Por tanto, mi madre animó a mi hermano Lee para que me dejase unirme a él cuando salía con sus amigos. Su mejor amigo era un chico que vivía a dos calles y que se llamaba Eddie. Mi hermano y Eddie jugaban casi siempre en el jardín de éste, pues tenía muchos más juguetes que nosotros y les gustaba jugar al ping-pong o al fútbol juntos, mientras yo me sentaba en el columpio y me columpiaba rítmicamente arriba y abajo.
En verano, Lee se iba a pasar una semana de vacaciones a la costa con la familia de Eddie. Mi madre sugirió que yo podría acompañarlos y la madre de Eddie pareció encantada. Yo dudaba porque no me gustaba la idea de alejarme de casa. Pero a mi madre le hacía ilusión que fuese, con la esperanza de que eso me ayudase a sentirme mejor entre las personas. Tras mucha persuasión —amable pero firme— acabé aceptando.
Una vez que llegamos dio la impresión de que todo iría bien. El tiempo era cálido y despejado, y la familia de Eddie era muy amable y considerada conmigo. Pero tras estar un día lejos de casa sentí una sensación aplastante de añoranza y quise hablar con mi madre. Cerca de donde estábamos había una cabina de teléfono; tomé las monedas que tenía en el bolsillo y llamé a casa. Contestó mi madre, que me escuchó llorar. Me preguntó qué ocurría, pero yo sólo pude contestarle que no me sentía bien allí y que quería volver a casa. Al cabo de pocos minutos se me acabaron las monedas y le pedí que me llamase ella. Luego colgué el teléfono y esperé a que llamase. No me di cuenta de que mi madre no tenía el número de teléfono de la cabina; asumí que ella sabía lo mismo que yo. Esperé, esperé y esperé, junto a la cabina, al menos durante una hora, antes de marcharme. El resto de las vacaciones pasaron en una confusión de lágrimas. La madre de Eddie se sintió frustrada y molesta de que no me uniese a ellos y de que me pasase la mayor parte del tiempo a solas en la habitación donde la familia dormía, sentado en el suelo con las manos tapándome los oídos. Fueron mis primeras y últimas vacaciones con Eddie y su familia.

Datos disponibles

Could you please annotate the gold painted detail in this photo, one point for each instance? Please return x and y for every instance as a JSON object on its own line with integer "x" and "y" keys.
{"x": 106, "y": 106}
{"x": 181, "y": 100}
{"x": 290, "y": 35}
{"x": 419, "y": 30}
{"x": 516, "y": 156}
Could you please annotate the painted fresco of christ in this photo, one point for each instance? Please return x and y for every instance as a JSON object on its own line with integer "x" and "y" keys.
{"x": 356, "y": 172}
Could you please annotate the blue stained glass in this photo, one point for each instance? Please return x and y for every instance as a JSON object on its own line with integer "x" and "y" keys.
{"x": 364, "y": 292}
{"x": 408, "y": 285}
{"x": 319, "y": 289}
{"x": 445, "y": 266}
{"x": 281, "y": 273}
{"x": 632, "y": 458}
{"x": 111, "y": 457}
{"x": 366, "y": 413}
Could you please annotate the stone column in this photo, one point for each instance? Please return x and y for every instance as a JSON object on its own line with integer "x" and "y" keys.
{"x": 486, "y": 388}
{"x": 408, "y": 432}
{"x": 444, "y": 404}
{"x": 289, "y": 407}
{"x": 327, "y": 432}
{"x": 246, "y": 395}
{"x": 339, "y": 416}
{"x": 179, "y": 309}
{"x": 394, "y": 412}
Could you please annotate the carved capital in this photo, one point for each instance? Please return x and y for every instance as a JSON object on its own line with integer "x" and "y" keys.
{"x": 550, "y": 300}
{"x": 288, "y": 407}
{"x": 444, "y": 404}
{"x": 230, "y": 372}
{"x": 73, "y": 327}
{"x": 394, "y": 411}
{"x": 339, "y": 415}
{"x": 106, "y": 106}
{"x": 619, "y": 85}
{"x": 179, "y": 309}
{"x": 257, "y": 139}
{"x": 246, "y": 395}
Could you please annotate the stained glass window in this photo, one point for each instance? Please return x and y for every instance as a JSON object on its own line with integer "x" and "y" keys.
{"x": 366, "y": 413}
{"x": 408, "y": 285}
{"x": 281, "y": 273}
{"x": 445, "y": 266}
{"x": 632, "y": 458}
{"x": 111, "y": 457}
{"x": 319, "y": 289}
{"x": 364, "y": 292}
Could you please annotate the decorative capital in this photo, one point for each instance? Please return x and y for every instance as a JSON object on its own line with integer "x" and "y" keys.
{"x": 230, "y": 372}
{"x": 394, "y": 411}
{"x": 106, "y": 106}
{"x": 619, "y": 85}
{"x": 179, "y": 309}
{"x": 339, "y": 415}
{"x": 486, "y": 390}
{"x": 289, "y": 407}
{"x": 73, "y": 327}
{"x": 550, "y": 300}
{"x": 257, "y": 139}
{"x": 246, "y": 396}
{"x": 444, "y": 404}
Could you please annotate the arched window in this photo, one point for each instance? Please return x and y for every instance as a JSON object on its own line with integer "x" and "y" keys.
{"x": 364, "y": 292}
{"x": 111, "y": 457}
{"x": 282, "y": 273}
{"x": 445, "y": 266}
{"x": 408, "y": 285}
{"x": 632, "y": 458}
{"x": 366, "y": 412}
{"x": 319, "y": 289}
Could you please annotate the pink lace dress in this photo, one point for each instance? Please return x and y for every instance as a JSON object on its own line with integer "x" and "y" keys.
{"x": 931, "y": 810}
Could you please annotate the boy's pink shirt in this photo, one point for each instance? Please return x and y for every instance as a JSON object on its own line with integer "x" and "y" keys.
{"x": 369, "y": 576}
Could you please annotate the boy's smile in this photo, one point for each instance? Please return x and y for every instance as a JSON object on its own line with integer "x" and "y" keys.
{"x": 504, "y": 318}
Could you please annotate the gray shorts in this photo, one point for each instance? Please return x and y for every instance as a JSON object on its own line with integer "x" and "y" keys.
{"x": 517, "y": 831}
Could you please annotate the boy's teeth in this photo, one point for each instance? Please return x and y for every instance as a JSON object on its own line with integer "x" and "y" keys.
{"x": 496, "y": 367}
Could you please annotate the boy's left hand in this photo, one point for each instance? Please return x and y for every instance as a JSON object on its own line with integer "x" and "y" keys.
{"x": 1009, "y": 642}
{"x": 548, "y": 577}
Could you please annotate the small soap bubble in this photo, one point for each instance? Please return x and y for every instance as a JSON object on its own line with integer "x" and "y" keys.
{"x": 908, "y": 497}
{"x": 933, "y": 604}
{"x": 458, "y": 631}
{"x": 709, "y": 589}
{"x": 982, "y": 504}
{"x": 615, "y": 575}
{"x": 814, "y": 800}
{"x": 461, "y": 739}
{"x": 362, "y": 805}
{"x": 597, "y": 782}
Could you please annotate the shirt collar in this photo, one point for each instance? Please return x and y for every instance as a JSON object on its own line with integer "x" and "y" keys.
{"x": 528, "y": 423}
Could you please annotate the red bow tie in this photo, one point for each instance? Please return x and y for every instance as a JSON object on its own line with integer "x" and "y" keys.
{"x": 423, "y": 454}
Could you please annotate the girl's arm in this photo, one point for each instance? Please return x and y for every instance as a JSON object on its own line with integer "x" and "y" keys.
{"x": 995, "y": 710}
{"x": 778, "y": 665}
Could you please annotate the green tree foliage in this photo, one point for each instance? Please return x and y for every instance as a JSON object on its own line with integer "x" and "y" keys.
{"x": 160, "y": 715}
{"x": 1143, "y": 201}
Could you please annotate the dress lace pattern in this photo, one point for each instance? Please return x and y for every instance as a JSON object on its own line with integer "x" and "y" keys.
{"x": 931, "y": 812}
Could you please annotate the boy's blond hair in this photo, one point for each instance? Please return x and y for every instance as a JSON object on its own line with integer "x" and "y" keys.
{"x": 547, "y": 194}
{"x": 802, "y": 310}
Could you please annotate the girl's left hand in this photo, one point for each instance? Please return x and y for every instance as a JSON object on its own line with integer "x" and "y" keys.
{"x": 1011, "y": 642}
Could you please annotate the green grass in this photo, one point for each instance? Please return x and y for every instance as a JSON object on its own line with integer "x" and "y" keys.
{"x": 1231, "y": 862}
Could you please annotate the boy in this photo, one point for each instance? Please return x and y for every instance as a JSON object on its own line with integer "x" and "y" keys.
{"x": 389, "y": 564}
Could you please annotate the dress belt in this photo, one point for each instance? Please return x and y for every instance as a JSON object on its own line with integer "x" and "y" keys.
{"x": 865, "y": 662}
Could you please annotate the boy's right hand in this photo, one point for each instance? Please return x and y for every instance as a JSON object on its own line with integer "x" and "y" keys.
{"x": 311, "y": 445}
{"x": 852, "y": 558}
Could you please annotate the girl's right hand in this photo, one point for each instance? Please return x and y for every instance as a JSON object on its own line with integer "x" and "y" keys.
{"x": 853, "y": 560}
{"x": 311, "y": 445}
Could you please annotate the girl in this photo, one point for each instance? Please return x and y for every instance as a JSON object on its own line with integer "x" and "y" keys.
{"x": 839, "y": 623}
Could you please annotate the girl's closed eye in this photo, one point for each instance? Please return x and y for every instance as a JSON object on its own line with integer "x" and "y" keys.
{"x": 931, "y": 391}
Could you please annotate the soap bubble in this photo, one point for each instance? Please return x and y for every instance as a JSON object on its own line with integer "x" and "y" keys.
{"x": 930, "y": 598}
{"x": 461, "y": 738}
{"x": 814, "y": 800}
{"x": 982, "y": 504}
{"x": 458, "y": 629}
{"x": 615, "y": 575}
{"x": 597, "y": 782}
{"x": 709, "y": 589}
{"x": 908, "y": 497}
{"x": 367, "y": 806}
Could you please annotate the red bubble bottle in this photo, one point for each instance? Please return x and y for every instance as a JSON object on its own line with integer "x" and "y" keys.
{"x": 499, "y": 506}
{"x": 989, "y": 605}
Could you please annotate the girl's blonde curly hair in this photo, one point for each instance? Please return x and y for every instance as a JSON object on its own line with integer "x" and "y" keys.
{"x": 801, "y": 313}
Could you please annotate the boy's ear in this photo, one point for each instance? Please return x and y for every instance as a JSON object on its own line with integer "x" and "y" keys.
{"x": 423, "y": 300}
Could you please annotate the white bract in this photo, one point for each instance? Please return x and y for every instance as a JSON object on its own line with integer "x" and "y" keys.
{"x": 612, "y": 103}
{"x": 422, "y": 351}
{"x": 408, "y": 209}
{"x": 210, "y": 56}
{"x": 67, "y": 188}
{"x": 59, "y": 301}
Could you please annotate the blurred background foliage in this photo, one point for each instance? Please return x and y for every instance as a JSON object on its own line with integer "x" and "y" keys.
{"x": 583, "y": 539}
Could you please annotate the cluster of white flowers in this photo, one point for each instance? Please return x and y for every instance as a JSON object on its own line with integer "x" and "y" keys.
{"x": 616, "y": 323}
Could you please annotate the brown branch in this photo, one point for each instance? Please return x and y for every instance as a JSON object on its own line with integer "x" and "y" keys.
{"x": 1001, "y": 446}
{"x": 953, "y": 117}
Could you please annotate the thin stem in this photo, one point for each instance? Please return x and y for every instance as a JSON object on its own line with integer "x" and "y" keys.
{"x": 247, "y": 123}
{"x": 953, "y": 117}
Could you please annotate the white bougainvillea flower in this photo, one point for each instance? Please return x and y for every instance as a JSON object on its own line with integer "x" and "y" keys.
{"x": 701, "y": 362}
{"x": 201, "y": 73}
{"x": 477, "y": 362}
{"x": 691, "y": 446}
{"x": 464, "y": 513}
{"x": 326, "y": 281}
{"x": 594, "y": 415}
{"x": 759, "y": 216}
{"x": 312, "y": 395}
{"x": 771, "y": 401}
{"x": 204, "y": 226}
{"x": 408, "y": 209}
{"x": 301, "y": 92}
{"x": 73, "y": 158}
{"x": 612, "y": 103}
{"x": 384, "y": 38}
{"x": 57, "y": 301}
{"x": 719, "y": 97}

Consigna 1
En el texto sobre las vacaciones con la familia de Eddie, enumera los adjetivos de la oración que comienza «El tiempo era cálido».
Consigna 2
Extrae de los registros todas las líneas que contengan la palabra "hand", teniendo en cuenta la distinción entre mayúsculas y minúsculas.
El texto y los registros no guardan ninguna relación entre sí.

Respuesta escrita 1
cálido, despejado, amable, considerada

Respuesta escrita 2
Could you please annotate the boy's left hand in this photo, one point for each instance? Please return x and y for every instance as a JSON object on its own line with integer "x" and "y" keys.
Could you please annotate the girl's left hand in this photo, one point for each instance? Please return x and y for every instance as a JSON object on its own line with integer "x" and "y" keys.
Could you please annotate the boy's right hand in this photo, one point for each instance? Please return x and y for every instance as a JSON object on its own line with integer "x" and "y" keys.
Could you please annotate the girl's right hand in this photo, one point for each instance? Please return x and y for every instance as a JSON object on its own line with integer "x" and "y" keys.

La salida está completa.